* _TASK OBJECTIVE_
Among the entries below, extract exactly the lines that run from the one with "pixel 52 346." through the one with "Target: person's arm", both ends included.

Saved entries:
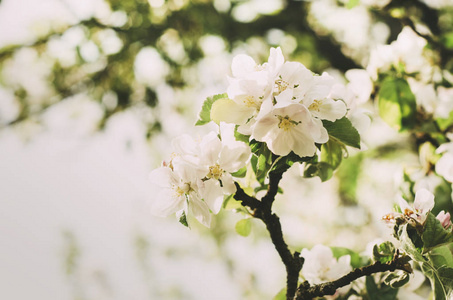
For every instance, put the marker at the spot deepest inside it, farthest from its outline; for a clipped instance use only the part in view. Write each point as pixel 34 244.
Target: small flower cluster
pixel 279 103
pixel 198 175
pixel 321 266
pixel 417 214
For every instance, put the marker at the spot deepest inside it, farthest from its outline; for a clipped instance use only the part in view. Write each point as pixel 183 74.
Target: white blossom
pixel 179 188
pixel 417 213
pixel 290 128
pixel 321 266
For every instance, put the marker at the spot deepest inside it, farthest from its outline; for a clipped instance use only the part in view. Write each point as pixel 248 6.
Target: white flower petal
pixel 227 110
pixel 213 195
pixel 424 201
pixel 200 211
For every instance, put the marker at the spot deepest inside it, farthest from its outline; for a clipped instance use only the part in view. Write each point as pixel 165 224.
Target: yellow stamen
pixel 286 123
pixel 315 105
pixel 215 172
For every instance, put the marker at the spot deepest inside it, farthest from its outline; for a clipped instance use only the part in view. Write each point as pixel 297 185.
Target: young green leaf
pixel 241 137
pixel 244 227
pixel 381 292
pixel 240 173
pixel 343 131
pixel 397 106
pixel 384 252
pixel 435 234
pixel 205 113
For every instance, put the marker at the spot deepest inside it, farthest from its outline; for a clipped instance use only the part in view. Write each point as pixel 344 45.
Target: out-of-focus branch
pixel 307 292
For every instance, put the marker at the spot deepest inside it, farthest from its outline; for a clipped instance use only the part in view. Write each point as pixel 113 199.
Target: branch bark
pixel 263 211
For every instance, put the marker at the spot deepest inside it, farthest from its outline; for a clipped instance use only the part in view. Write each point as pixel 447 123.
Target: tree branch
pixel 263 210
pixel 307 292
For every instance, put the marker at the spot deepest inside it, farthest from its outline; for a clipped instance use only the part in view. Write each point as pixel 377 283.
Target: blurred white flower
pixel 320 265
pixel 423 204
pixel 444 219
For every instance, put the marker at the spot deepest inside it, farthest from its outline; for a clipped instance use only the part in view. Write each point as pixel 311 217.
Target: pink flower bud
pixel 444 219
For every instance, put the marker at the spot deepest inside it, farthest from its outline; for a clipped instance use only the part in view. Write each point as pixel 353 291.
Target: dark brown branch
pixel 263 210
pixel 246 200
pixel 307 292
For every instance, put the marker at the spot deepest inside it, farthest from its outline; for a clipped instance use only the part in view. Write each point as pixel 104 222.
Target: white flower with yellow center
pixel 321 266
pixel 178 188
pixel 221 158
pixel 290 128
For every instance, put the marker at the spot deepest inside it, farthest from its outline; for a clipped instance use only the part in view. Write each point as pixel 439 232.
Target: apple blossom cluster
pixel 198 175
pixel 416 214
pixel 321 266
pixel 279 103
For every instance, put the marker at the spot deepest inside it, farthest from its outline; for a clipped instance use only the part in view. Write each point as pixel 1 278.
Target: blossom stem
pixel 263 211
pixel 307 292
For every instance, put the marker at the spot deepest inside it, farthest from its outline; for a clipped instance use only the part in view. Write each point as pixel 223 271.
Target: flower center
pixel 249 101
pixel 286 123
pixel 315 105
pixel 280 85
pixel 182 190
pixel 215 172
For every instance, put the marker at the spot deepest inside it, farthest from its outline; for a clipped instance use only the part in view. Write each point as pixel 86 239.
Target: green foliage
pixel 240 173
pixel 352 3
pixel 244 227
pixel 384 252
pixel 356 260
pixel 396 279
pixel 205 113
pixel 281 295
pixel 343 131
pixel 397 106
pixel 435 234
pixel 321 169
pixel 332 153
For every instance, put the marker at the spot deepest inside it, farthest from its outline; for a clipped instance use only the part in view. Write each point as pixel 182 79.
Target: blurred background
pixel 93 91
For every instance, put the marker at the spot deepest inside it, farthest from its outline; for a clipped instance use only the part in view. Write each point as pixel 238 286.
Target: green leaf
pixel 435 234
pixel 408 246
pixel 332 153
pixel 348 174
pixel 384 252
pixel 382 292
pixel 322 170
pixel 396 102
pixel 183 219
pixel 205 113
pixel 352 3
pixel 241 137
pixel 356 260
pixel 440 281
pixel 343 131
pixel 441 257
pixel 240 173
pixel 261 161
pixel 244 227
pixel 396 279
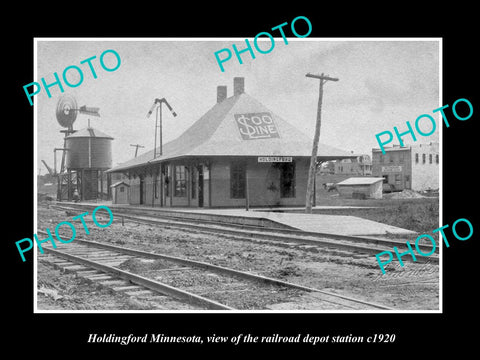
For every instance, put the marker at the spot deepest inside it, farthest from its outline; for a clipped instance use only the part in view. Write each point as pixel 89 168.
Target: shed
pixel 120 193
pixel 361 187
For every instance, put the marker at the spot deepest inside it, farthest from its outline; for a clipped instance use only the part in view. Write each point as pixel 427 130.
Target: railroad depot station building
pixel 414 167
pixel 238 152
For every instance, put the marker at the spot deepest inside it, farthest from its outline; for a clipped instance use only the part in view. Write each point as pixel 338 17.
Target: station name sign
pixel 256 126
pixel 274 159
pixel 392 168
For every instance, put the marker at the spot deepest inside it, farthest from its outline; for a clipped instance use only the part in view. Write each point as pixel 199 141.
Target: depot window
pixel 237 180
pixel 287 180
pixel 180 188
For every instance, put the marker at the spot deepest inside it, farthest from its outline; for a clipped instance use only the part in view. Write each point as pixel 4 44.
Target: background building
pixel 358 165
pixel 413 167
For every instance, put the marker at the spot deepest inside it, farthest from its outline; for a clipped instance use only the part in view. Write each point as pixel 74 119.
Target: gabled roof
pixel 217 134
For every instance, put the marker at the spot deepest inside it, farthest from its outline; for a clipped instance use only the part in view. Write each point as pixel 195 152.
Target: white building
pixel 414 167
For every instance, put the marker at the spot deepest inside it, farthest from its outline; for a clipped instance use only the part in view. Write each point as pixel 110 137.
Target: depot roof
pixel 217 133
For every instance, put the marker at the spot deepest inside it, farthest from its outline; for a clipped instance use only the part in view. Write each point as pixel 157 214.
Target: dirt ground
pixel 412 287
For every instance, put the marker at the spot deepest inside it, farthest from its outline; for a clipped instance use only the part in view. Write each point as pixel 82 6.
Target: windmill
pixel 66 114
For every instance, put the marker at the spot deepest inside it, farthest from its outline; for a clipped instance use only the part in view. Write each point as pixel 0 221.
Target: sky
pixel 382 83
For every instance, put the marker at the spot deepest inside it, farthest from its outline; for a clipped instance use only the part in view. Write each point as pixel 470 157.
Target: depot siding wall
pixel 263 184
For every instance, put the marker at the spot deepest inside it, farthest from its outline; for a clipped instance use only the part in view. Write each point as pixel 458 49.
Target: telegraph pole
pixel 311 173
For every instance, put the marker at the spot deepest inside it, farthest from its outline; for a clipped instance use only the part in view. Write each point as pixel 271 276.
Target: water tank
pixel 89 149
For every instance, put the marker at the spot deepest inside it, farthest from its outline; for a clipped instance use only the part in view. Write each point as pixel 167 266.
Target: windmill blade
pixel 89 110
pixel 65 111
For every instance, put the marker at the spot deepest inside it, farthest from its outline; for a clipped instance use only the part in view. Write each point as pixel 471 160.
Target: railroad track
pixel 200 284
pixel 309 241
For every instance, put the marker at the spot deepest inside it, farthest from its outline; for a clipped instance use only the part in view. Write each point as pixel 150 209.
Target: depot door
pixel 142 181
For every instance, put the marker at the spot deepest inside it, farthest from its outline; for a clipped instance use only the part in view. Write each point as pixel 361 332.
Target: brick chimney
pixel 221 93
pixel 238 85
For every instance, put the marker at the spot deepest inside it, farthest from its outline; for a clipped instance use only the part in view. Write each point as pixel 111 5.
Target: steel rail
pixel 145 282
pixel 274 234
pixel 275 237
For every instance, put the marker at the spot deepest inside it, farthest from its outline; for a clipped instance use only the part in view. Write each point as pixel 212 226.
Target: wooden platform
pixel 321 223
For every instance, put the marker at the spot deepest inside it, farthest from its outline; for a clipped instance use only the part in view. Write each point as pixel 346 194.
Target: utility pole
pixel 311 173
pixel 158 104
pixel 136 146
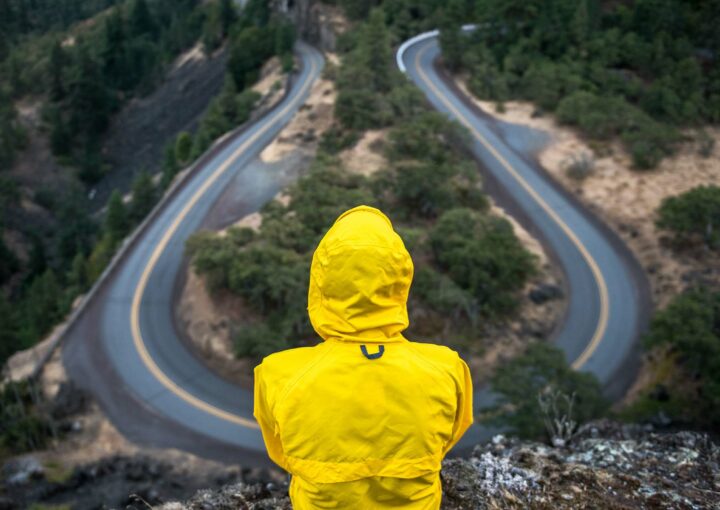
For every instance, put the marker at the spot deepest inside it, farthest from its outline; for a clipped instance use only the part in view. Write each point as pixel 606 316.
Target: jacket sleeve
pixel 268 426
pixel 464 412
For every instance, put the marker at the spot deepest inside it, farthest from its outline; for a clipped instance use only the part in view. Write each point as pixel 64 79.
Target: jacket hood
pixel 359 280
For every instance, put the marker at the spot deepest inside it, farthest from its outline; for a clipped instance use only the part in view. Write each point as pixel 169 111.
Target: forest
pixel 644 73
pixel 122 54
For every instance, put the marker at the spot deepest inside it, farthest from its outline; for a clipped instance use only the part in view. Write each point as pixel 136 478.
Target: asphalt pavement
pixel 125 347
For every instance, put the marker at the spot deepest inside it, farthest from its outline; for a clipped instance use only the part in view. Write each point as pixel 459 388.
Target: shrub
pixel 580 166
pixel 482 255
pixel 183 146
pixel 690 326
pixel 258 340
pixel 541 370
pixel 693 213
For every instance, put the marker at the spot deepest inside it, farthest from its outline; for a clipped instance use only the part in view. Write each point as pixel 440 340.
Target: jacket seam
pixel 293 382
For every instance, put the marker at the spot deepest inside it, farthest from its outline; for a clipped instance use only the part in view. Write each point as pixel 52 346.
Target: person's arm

--

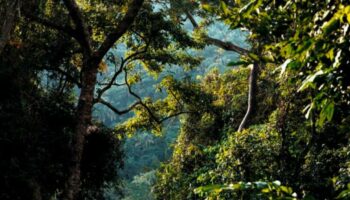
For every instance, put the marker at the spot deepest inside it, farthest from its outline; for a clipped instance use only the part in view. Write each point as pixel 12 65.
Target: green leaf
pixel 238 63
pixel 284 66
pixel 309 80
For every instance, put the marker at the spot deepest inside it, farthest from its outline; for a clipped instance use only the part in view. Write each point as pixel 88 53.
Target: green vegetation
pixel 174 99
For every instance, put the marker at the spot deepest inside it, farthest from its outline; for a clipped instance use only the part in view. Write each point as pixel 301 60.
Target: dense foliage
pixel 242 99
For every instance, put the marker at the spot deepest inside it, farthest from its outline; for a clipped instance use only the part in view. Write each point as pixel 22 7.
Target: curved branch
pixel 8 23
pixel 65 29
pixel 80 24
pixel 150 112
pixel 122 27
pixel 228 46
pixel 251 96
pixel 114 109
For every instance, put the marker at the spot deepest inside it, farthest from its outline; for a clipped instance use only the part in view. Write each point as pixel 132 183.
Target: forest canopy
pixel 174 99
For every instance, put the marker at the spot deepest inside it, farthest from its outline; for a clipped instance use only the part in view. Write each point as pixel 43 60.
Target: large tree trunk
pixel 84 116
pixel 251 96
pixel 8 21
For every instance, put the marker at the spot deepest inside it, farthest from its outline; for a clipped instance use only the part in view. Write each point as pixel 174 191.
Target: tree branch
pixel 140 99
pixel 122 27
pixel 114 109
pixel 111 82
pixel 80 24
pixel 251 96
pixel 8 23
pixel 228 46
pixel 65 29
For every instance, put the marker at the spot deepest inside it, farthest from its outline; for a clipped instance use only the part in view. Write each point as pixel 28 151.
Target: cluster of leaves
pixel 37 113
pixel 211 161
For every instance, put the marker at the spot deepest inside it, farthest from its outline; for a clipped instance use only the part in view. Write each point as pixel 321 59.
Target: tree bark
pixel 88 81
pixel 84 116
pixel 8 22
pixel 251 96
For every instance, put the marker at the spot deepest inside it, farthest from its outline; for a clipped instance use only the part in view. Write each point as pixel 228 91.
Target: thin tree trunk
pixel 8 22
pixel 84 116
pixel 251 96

* _OUTPUT OF THE EXERCISE_
For every instance, put the marker at the spot deepest inside it, farthest from its outline; for a clipped instance use only the part in view. Write each point as pixel 52 346.
Target: person's arm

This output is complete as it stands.